# The exercise
Rewrite every line of the material below as a numbered list, omitting any blank lines.

# Record set
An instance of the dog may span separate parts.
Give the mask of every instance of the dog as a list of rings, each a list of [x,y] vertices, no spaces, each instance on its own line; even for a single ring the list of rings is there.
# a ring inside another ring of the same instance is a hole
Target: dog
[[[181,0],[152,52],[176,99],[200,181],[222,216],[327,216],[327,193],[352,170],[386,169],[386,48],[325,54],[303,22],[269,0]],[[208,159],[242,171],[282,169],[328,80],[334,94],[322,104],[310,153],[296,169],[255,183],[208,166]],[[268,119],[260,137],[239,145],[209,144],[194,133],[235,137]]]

# Solution to this exercise
1. An instance of the dog may span separate parts.
2. Give the mask of every instance of the dog as a list of rings, each a list of [x,y] vertices, no spaces, each instance on its own line; even for a single ring the list of rings is there.
3. # a ring inside another ring of the same instance is a hole
4. Target: dog
5. [[[181,0],[152,52],[176,99],[200,181],[222,216],[327,216],[327,193],[352,170],[386,169],[386,48],[325,54],[303,22],[269,0]],[[208,159],[242,171],[282,169],[328,80],[334,94],[322,104],[310,153],[296,169],[255,183],[208,166]],[[268,119],[260,137],[239,145],[209,144],[194,133],[235,137]]]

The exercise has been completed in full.